### [Task brief]
Shift each point coordinate in the answers up by 107 and write out again only the rows from the line with "Wildlife camera-trap request: tag the wall" up to and including the line with "point(492, 358)". Keep the requests in those rows unchanged.
[START]
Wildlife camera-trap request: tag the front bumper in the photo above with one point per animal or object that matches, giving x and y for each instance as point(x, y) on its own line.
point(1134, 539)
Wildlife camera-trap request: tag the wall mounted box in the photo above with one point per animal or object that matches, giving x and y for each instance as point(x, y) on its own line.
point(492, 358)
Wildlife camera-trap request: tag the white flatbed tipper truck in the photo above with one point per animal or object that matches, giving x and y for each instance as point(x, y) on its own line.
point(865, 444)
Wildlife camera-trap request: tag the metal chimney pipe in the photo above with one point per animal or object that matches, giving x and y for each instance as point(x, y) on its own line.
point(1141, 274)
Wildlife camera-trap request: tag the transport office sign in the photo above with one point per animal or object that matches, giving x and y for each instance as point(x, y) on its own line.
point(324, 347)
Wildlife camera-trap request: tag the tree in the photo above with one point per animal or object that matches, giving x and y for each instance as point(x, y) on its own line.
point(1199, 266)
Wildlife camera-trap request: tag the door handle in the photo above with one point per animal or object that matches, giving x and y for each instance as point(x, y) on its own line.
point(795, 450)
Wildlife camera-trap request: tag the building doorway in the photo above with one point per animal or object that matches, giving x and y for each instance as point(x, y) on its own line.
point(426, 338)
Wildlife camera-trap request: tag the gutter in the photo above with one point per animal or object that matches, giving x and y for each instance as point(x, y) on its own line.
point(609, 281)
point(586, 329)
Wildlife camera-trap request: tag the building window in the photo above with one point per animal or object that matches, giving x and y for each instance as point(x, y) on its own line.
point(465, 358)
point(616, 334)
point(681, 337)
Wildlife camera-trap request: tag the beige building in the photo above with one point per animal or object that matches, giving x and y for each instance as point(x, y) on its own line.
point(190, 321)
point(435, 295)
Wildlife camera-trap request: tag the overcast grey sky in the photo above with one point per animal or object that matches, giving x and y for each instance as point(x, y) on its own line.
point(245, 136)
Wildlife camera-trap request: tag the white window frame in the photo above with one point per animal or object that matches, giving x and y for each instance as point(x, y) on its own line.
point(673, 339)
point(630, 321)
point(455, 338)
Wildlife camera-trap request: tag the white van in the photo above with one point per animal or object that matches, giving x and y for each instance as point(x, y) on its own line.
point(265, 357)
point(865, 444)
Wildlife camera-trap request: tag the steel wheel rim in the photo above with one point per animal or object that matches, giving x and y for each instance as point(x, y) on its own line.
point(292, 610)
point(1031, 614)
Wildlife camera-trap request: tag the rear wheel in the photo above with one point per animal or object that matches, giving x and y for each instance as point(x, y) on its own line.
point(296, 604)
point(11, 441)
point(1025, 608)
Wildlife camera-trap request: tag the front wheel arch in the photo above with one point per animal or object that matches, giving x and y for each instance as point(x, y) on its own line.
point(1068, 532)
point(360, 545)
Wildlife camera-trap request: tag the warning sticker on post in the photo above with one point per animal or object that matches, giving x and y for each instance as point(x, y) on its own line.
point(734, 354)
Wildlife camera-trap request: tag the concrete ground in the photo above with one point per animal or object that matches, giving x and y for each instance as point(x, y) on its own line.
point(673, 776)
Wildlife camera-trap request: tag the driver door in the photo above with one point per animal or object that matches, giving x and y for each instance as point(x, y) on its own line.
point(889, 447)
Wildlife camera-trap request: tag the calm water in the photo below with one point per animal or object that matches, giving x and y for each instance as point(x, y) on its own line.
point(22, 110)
[END]
### [Worked answer]
Wildlife camera-trap request: tag the wall mounted box in the photo above with one point per animal or object that matches, giving x and y for each instance as point(x, y) on its own line.
point(599, 465)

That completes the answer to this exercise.